The task
Swap "castle" for "fortress" in everything from the line containing "Is there any castle anywhere" down to the line containing "left=91, top=35, right=386, bottom=147", leaving the rest untouched, and write out only those lines.

-- Start --

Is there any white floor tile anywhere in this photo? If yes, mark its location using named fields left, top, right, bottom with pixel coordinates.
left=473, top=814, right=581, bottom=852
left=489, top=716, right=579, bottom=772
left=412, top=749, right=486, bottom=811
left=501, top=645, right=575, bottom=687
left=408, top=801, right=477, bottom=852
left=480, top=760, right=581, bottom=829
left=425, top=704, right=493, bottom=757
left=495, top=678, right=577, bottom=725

-- End --
-- Start --

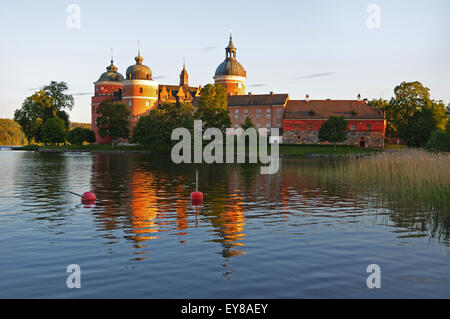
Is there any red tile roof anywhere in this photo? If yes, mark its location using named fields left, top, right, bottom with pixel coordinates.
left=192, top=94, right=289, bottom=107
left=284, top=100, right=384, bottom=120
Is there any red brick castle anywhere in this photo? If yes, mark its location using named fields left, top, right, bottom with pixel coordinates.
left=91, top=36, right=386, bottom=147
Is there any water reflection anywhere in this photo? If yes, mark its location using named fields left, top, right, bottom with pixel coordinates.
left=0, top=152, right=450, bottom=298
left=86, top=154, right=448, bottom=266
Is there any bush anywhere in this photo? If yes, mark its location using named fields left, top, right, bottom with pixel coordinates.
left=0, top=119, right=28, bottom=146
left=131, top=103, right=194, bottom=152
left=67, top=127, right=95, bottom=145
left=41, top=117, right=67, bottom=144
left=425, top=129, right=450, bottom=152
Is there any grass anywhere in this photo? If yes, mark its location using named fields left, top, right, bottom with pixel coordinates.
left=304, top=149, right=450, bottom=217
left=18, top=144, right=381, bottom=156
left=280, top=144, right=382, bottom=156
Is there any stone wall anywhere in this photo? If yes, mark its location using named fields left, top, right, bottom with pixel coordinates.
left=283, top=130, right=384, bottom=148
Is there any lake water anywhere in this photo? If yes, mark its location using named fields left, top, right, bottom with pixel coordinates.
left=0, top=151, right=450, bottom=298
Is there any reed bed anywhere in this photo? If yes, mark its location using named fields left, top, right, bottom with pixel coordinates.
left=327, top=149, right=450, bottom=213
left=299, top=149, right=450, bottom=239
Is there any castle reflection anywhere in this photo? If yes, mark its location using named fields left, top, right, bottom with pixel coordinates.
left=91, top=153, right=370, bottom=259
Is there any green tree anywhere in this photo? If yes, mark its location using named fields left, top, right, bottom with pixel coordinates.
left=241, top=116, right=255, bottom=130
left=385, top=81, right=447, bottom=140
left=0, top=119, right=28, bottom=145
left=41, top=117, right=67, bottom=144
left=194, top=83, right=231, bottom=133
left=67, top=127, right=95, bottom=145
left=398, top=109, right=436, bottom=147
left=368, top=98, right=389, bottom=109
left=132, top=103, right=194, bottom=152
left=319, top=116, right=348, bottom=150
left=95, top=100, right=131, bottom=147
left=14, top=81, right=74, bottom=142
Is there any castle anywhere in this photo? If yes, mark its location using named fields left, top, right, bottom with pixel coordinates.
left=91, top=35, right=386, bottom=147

-- End --

Written response
Is there any fortress anywhere in this photo? If yes, mark its location using named fields left, top, right, bottom with pixel coordinates.
left=91, top=35, right=386, bottom=147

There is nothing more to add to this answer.